Copy out every line of the listing below, changing no character.

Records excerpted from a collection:
— Start —

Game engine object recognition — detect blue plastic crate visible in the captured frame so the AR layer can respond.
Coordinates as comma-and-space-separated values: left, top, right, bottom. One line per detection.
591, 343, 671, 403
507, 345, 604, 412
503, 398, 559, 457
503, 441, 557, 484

— End —

RESPONSE TO THE EXERCISE:
Game engine object recognition — detect blue plastic crate visible in the captured frame so the AR layer can respond.
Coordinates as comma-and-space-separated values: left, top, right, bottom. One line per detection.
591, 343, 671, 403
507, 345, 604, 412
503, 398, 559, 457
503, 441, 557, 484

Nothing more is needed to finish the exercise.